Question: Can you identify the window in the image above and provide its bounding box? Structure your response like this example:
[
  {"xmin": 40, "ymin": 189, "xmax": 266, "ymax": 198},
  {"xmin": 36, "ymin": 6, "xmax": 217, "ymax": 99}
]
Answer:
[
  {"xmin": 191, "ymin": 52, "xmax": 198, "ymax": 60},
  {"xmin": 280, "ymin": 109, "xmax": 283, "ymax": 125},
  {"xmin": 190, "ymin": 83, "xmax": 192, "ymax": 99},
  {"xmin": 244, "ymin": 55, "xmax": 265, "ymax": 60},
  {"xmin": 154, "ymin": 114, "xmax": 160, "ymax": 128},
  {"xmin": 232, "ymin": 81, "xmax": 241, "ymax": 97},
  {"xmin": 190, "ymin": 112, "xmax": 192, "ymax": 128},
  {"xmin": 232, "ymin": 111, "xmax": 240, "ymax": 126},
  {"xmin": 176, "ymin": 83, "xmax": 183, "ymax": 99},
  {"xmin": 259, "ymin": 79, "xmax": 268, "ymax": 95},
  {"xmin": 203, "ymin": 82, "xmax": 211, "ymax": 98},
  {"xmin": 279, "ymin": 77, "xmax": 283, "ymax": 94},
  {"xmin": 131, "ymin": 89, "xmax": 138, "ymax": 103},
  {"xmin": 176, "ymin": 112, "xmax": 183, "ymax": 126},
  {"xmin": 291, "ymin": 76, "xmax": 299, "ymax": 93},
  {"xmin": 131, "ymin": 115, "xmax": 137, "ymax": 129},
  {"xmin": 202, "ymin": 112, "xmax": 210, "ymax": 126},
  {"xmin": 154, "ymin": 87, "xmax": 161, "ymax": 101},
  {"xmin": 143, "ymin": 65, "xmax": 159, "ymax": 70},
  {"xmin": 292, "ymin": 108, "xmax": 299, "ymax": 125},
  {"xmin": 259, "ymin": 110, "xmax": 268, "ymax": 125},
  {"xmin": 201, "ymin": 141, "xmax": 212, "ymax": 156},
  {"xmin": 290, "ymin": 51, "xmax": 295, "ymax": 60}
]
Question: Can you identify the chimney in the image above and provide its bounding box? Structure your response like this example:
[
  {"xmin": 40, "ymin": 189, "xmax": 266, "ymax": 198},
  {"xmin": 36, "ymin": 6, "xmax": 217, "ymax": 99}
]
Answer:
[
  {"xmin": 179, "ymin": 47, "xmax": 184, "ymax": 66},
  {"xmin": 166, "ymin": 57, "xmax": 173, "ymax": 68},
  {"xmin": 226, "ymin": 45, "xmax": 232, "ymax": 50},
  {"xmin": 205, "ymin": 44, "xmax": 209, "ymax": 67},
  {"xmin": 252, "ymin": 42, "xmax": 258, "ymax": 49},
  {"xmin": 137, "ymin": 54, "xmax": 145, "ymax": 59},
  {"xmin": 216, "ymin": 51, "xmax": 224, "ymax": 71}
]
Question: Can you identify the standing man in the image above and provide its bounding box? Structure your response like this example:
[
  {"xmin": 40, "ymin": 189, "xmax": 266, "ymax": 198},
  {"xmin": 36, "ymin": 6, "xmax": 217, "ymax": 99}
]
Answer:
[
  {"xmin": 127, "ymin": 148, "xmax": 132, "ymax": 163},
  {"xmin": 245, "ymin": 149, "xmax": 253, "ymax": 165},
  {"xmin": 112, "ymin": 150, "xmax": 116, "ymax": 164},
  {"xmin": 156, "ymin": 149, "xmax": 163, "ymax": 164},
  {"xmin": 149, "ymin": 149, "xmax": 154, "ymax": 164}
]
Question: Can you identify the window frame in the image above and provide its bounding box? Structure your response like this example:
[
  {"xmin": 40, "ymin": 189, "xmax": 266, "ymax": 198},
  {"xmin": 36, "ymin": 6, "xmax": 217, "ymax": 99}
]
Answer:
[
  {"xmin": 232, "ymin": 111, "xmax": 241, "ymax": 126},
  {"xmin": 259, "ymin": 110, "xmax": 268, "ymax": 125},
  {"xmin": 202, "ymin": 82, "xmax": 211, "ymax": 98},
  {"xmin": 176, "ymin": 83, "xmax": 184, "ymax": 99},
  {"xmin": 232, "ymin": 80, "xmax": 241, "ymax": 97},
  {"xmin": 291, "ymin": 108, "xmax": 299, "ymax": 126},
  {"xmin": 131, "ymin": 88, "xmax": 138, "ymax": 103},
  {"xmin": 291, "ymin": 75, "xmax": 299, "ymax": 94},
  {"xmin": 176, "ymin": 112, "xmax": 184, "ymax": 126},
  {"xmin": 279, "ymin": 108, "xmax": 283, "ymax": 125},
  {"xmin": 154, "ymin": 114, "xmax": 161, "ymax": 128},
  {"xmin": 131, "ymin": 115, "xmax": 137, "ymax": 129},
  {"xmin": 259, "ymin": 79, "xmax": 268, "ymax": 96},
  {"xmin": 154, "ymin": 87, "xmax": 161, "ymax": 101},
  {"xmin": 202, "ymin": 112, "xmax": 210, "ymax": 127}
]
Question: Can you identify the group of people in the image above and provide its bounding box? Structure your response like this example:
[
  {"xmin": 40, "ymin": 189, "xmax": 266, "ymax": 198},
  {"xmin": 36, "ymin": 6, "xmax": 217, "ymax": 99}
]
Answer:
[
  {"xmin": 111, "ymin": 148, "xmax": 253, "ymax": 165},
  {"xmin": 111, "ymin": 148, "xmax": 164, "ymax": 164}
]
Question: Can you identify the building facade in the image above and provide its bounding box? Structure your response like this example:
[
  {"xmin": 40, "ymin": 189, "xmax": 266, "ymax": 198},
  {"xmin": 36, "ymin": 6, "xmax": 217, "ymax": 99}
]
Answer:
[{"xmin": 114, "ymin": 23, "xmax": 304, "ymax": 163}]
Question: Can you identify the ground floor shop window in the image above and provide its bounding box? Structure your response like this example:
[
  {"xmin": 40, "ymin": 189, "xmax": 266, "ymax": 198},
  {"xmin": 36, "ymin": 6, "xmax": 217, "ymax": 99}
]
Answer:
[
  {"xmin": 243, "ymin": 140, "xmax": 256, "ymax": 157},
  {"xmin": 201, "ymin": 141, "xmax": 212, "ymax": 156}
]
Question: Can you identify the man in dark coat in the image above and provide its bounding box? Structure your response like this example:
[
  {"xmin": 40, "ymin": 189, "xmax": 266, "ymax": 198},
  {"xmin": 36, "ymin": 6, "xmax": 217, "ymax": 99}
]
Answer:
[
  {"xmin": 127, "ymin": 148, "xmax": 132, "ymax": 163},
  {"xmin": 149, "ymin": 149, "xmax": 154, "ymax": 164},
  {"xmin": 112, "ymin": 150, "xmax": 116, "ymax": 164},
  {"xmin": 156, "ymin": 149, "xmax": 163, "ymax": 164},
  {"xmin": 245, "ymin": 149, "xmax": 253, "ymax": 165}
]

◇ ◇ ◇ ◇ ◇ ◇ ◇

» **Task directions**: Repeat each of the records exactly as written.

» **Exercise output**:
Question: Can you identify the window in the image above and provide its bounding box? Structure your response like this example:
[
  {"xmin": 40, "ymin": 189, "xmax": 266, "ymax": 198},
  {"xmin": 36, "ymin": 6, "xmax": 217, "ymax": 99}
]
Answer:
[
  {"xmin": 191, "ymin": 52, "xmax": 198, "ymax": 60},
  {"xmin": 280, "ymin": 109, "xmax": 283, "ymax": 125},
  {"xmin": 190, "ymin": 83, "xmax": 192, "ymax": 99},
  {"xmin": 244, "ymin": 55, "xmax": 265, "ymax": 60},
  {"xmin": 154, "ymin": 114, "xmax": 160, "ymax": 128},
  {"xmin": 232, "ymin": 81, "xmax": 241, "ymax": 97},
  {"xmin": 190, "ymin": 112, "xmax": 192, "ymax": 128},
  {"xmin": 232, "ymin": 111, "xmax": 240, "ymax": 126},
  {"xmin": 176, "ymin": 83, "xmax": 183, "ymax": 99},
  {"xmin": 259, "ymin": 79, "xmax": 268, "ymax": 95},
  {"xmin": 203, "ymin": 82, "xmax": 211, "ymax": 98},
  {"xmin": 279, "ymin": 77, "xmax": 283, "ymax": 94},
  {"xmin": 131, "ymin": 89, "xmax": 138, "ymax": 103},
  {"xmin": 176, "ymin": 112, "xmax": 183, "ymax": 126},
  {"xmin": 291, "ymin": 76, "xmax": 299, "ymax": 93},
  {"xmin": 131, "ymin": 115, "xmax": 137, "ymax": 129},
  {"xmin": 202, "ymin": 112, "xmax": 210, "ymax": 126},
  {"xmin": 154, "ymin": 87, "xmax": 161, "ymax": 101},
  {"xmin": 143, "ymin": 65, "xmax": 159, "ymax": 70},
  {"xmin": 292, "ymin": 108, "xmax": 299, "ymax": 125},
  {"xmin": 259, "ymin": 110, "xmax": 268, "ymax": 125},
  {"xmin": 201, "ymin": 141, "xmax": 212, "ymax": 156},
  {"xmin": 290, "ymin": 51, "xmax": 295, "ymax": 60}
]
Question: Can you identify the chimney in the image above and provide its bounding box? Structure your response like this example:
[
  {"xmin": 40, "ymin": 189, "xmax": 266, "ymax": 198},
  {"xmin": 36, "ymin": 6, "xmax": 217, "ymax": 99}
]
Answer:
[
  {"xmin": 179, "ymin": 47, "xmax": 184, "ymax": 66},
  {"xmin": 166, "ymin": 57, "xmax": 173, "ymax": 68},
  {"xmin": 226, "ymin": 45, "xmax": 232, "ymax": 50},
  {"xmin": 205, "ymin": 44, "xmax": 209, "ymax": 67},
  {"xmin": 252, "ymin": 42, "xmax": 258, "ymax": 49},
  {"xmin": 137, "ymin": 54, "xmax": 145, "ymax": 59},
  {"xmin": 216, "ymin": 51, "xmax": 224, "ymax": 71}
]
Question: Can you identify the standing man in the image above and provide its bounding box? Structure your response like this example:
[
  {"xmin": 40, "ymin": 189, "xmax": 266, "ymax": 198},
  {"xmin": 36, "ymin": 6, "xmax": 217, "ymax": 99}
]
Answer:
[
  {"xmin": 127, "ymin": 148, "xmax": 132, "ymax": 163},
  {"xmin": 245, "ymin": 149, "xmax": 253, "ymax": 165},
  {"xmin": 112, "ymin": 150, "xmax": 116, "ymax": 164},
  {"xmin": 156, "ymin": 149, "xmax": 163, "ymax": 164},
  {"xmin": 149, "ymin": 149, "xmax": 154, "ymax": 164}
]
Question: Can you identify the window frame in the image above and provide its bounding box? Structure your response like this example:
[
  {"xmin": 40, "ymin": 189, "xmax": 266, "ymax": 198},
  {"xmin": 36, "ymin": 6, "xmax": 217, "ymax": 99}
]
Answer:
[
  {"xmin": 232, "ymin": 111, "xmax": 241, "ymax": 126},
  {"xmin": 259, "ymin": 110, "xmax": 268, "ymax": 125},
  {"xmin": 202, "ymin": 82, "xmax": 211, "ymax": 98},
  {"xmin": 176, "ymin": 83, "xmax": 184, "ymax": 99},
  {"xmin": 232, "ymin": 80, "xmax": 241, "ymax": 97},
  {"xmin": 291, "ymin": 108, "xmax": 299, "ymax": 126},
  {"xmin": 131, "ymin": 88, "xmax": 138, "ymax": 103},
  {"xmin": 291, "ymin": 75, "xmax": 299, "ymax": 94},
  {"xmin": 176, "ymin": 112, "xmax": 184, "ymax": 126},
  {"xmin": 279, "ymin": 108, "xmax": 283, "ymax": 125},
  {"xmin": 154, "ymin": 114, "xmax": 161, "ymax": 128},
  {"xmin": 131, "ymin": 115, "xmax": 137, "ymax": 129},
  {"xmin": 259, "ymin": 79, "xmax": 268, "ymax": 96},
  {"xmin": 154, "ymin": 87, "xmax": 161, "ymax": 101},
  {"xmin": 202, "ymin": 112, "xmax": 210, "ymax": 127}
]
Question: Can you identify the group of people in the image above and provide its bounding box? Structure your response like this example:
[
  {"xmin": 40, "ymin": 189, "xmax": 266, "ymax": 198},
  {"xmin": 36, "ymin": 6, "xmax": 217, "ymax": 99}
]
Answer:
[
  {"xmin": 111, "ymin": 148, "xmax": 253, "ymax": 165},
  {"xmin": 111, "ymin": 148, "xmax": 164, "ymax": 164}
]
Question: Can you identify the building facade in the image above and provide its bounding box? Structure your response like this example:
[
  {"xmin": 40, "ymin": 189, "xmax": 266, "ymax": 198},
  {"xmin": 36, "ymin": 6, "xmax": 217, "ymax": 99}
]
Answer:
[{"xmin": 114, "ymin": 23, "xmax": 304, "ymax": 163}]
Question: Can you identify the ground floor shop window in the image above and provide its bounding box? Structure your response like this example:
[
  {"xmin": 40, "ymin": 189, "xmax": 266, "ymax": 198},
  {"xmin": 36, "ymin": 6, "xmax": 217, "ymax": 99}
]
Answer:
[
  {"xmin": 243, "ymin": 140, "xmax": 256, "ymax": 157},
  {"xmin": 201, "ymin": 141, "xmax": 212, "ymax": 156}
]
Question: Can you identify the man in dark coat in the image above and provide its bounding box? Structure your response like this example:
[
  {"xmin": 40, "ymin": 189, "xmax": 266, "ymax": 198},
  {"xmin": 36, "ymin": 6, "xmax": 217, "ymax": 99}
]
Answer:
[
  {"xmin": 127, "ymin": 148, "xmax": 132, "ymax": 163},
  {"xmin": 149, "ymin": 149, "xmax": 154, "ymax": 164},
  {"xmin": 112, "ymin": 150, "xmax": 116, "ymax": 164},
  {"xmin": 156, "ymin": 149, "xmax": 163, "ymax": 164},
  {"xmin": 245, "ymin": 149, "xmax": 253, "ymax": 165}
]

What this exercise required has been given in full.